Your task :: Exact copies of all the entries are required, and no pictures should appear in them.
Start of Data to examine
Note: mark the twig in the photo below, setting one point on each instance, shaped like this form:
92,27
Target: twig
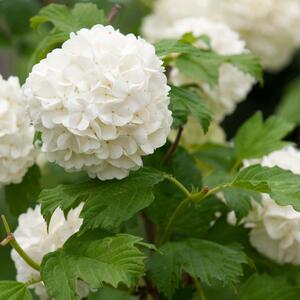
174,146
149,228
10,239
114,11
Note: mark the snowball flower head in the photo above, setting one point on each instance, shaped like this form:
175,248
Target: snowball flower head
101,102
276,229
233,85
16,133
36,241
269,27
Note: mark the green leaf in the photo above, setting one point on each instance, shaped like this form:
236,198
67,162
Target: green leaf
83,15
211,262
109,260
289,107
50,42
57,14
262,287
249,64
204,65
107,203
185,102
171,46
283,186
215,157
240,201
19,197
111,294
12,290
256,138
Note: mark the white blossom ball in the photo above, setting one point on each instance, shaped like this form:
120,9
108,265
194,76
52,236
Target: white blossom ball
233,85
269,27
275,229
36,241
100,102
167,12
16,133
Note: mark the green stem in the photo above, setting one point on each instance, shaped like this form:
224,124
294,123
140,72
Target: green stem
33,281
178,211
235,167
12,241
200,289
197,197
179,185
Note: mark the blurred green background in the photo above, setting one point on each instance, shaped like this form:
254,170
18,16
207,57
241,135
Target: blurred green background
18,42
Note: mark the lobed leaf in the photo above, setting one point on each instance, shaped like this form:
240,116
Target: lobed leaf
282,185
185,102
107,203
256,139
289,107
202,259
110,260
13,290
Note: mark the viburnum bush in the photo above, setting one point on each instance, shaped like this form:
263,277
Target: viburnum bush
115,163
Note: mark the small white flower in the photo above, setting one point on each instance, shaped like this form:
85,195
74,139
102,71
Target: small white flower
36,241
101,102
276,229
233,85
16,133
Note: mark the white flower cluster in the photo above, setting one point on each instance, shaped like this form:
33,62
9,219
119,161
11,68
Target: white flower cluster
36,241
269,27
167,12
233,85
101,102
276,229
16,133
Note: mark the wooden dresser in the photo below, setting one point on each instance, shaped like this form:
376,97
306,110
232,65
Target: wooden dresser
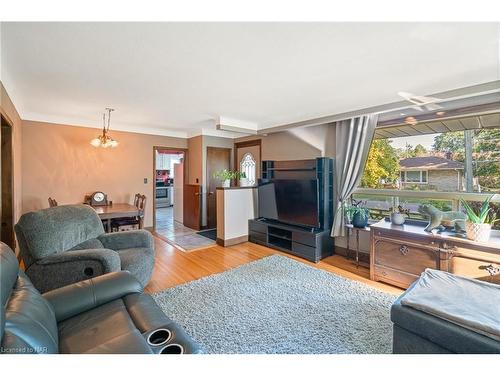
400,253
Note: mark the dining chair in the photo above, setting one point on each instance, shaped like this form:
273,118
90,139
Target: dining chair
52,202
140,203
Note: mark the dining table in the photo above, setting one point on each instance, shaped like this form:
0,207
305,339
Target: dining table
114,211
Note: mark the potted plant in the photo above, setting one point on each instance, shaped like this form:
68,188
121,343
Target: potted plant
242,177
478,224
357,214
398,214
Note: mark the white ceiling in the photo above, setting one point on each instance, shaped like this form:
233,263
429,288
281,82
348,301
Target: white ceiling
177,78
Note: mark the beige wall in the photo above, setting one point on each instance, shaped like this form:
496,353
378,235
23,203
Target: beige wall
298,144
195,160
9,112
58,161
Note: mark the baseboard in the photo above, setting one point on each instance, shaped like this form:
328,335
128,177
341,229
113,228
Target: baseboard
363,257
231,241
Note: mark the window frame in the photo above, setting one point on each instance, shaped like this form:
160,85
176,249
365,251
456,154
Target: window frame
404,179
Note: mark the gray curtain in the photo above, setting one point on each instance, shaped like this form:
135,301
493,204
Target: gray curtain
352,138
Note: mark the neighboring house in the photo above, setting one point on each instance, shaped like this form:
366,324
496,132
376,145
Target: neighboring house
437,173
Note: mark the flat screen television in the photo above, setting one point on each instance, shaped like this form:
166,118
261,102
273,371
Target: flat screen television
290,201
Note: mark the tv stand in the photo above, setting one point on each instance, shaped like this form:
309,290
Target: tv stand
306,243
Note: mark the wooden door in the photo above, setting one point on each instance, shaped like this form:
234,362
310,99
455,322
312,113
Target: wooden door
7,208
192,206
217,159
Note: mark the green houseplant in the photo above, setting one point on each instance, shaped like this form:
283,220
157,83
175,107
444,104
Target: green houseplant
357,214
478,223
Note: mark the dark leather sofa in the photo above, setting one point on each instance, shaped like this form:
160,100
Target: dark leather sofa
417,332
106,314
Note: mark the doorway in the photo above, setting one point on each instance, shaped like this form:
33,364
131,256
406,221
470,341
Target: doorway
218,158
7,177
168,191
End of Data to examine
Output of the task ::
Note: mark the twig in the photo below, setting one point on each instance, shaped like this form:
92,27
Target: twig
174,146
149,228
10,239
114,11
Note: mark the snowball flower head in the photo above, setting one point on each instance, shaped like this form:
175,248
Target: snowball flower head
101,102
276,229
233,85
16,133
36,241
269,27
Note: mark the green leaf in the photo above, setting one point on each instance, shaped like this form:
236,198
67,162
Target: green leaf
83,15
211,262
109,260
289,107
50,42
57,14
262,287
249,64
204,65
107,203
185,102
171,46
283,186
215,157
240,201
19,197
111,294
12,290
256,138
Note: mark the white blossom ball in the photo above, setting one point on each instance, shaped like this form:
120,9
108,265
194,76
52,236
Target: white blossom ball
233,85
269,27
275,229
36,241
100,102
167,12
16,133
Note: mark the green stem in the photo above, setting one point on each instance, shaped like this form:
224,124
294,123
140,72
Target: green stem
33,281
178,211
235,167
12,241
200,289
197,197
179,185
Note: mark the blurred green background in the photo above, setting one point on each instance, shaped like this form:
254,170
18,16
207,57
241,135
Target: blurred green background
18,42
Note: mark the lobed leaf in the photo above, setting one point on each instance, shaped like this form:
240,116
Target: lobed leaf
282,185
185,102
107,203
256,139
289,107
202,259
110,260
13,290
Note: mark the viburnum bush in the photo above, setting one point on each instance, shaped like this form:
263,277
Target: viburnum bush
115,163
Note: mark the small white flower in the photo above, setting one point on each instance, shaped like this form:
85,195
74,139
102,71
Target: small white flower
36,241
101,102
276,229
233,85
16,133
Note: mark the white flower cluster in the photo above, setting one point on each instance, shaped like this form:
33,62
9,219
119,161
11,68
Target: white flower cluster
36,241
269,27
167,12
233,85
101,102
276,229
16,133
Note: mark the wooden dresser in the photo below, setting one point on each instance, shaped like this form:
376,97
306,110
232,65
Target: wooden dresser
400,253
Note: mark the dining chair in the photo above, setting one point on each instance, shaped like this form:
273,118
90,139
Target: dining chair
52,202
140,203
Note: mark the dining table in the photo above, setting one point on each instance, shaped like this form:
0,207
305,339
Target: dining table
114,211
Note: mark the potted plant in the photo above, setting one point on each instance, shaped like this form:
68,188
121,343
Target: potted plant
242,177
478,224
357,214
398,214
Note: mark the white ceiling in the photo above, setting one point on each instance, shaped like this form:
233,263
429,288
281,82
348,301
Target: white ceiling
177,78
Note: mark the beige wall in the photo above, setting one point on each instance, shaped like this form:
496,353
378,235
23,203
Target: beige wall
298,144
195,160
9,112
58,161
Note: mark the baseboard in the photo above, setting one point on each instance, shaped like this form:
328,335
128,177
341,229
113,228
Target: baseboard
363,257
231,241
Note: mark the window frame in the photo above, setting one point on each instance, shaped like this form:
160,85
176,249
365,251
456,154
Target: window frame
404,179
Note: mark the gray curtain in the photo above, setting one point on each instance, shaped like this form:
135,301
493,204
Target: gray curtain
352,138
Note: mark the neighboring house in the photo above, setting one point on each instance, shaped like this form:
366,324
496,132
376,145
Target: neighboring house
437,173
Note: mark the flat screen television in the photo above, setting one point on each instance, shaped like this form:
166,118
261,102
273,371
Target: flat screen television
290,201
Note: mark the tv stand in the photo above, setting one point on each instance, shaped like this form:
309,290
Target: tv stand
306,243
Note: mark the wooden door in the photo above, setting one point on each instance, shaped like this form:
234,362
310,99
455,322
312,113
Target: wooden door
7,208
192,206
217,159
Note: mark the green houseplant in the photo above, setting one point on each instance, shaped like this form:
283,220
157,83
175,107
444,104
Target: green houseplant
357,214
478,223
Note: mark the dark leather sofa in the photo above, setting one point on each instance, shaped like this form:
160,100
Target: dark leather sofa
417,332
106,314
Note: mark the doorway in the photo above, setting one point on each instance, shaped like this form:
33,364
131,256
406,221
470,341
Target: doorway
218,158
7,177
168,191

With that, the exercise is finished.